そこで、エフーは首都サマリアにとって返して、ヨラム王を殺してしまいます。さらに、ヨラムの母イゼベルを殺し、たまたま北王国を訪問していた南王国の王アハズヤも殺します。彼も、アハブとイゼベルの孫、ヨラムにとっては甥であり、アハブ王家の一員だったからです。そして、エフーはアハブの子どもたち70人も殺してしまいました。
こうしてエフーは北王国10代目の王となりました。反乱によって誕生した北王国の王朝は、ダビデ王家に逆らって北王国を独立させた初代ヤロブアムの王朝を含めると、これで5つ目になります。
宗教改革と不足点
今回読んだ聖書箇所は、エフーが王になった直後の話です。
参考資料にも書きましたが、エフーは異教の神バアルをアハブ以上に熱心に礼拝するという嘘の宣言をします。そして、バアルの神殿に異教の預言者や祭司や信者をことごとく集めました。それから起こったのが今回の出来事です。
エフーは配下の者たちに命じて、異教徒たちを粛正しました。そして、異教の神殿や偶像を徹底的に破壊しました。アハブとイゼベルが持ち込んだ異教礼拝を、エフーは国から取り除いたのです。

_データ:_

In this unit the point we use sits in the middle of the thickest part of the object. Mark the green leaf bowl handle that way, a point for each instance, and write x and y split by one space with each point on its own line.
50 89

_課題 1:_ エフー王の文章で「こうしてエフーは北王国10代」を含む語句から始まり「こったのが今回の出来事です。」で終わる部分を、「エフー」を「イエフ」に入れ替えて書き直してください。
_課題 2:_ エフー王の文章を、最後の文の後から書き継いでください。

_結果 1:_
こうしてイエフは北王国10代目の王となりました。反乱によって誕生した北王国の王朝は、ダビデ王家に逆らって北王国を独立させた初代ヤロブアムの王朝を含めると、これで5つ目になります。
宗教改革と不足点
今回読んだ聖書箇所は、イエフが王になった直後の話です。
参考資料にも書きましたが、イエフは異教の神バアルをアハブ以上に熱心に礼拝するという嘘の宣言をします。そして、バアルの神殿に異教の預言者や祭司や信者をことごとく集めました。それから起こったのが今回の出来事です。

_結果 2:_
この点について、神さまは(おそらく預言者の1人を通して)エフーをほめました。そして、
「あなたの子孫は四代目まで、イスラエルの王座に就く」(30節)と約束なさいました。
逆に言うと
しかし、逆に言うと、あと4代しか続かないということでもあります。エフーの王朝は5代で終わりを告げます。それは、エフーの治世に問題があったからです。31節にそれが書かれています。すなわち、
- モーセの律法の教えを無視したこと
- 特に、異教礼拝は取り除いたけれど、初代ヤロブアム時代から続いている金の子牛の像を拝む偶像礼拝は相変わらず続けたこと
です。
この金の子牛は、初代ヤロブアムが聖書の神さまをかたどって造らせた像です。しかし、モーセの律法は偶像礼拝を禁じています。たとえ聖書の神さまを礼拝するためであっても、偶像を刻んでそれを拝んではならないのです。
問題の本質
エフーの問題点の本質は何でしょうか。それは、表に現れた行為は神さまのみこころにかなっていましたが、心は神さまに向けられていなかったということです。エフーは神さまと深い愛の交わりを持とうとしませんでした。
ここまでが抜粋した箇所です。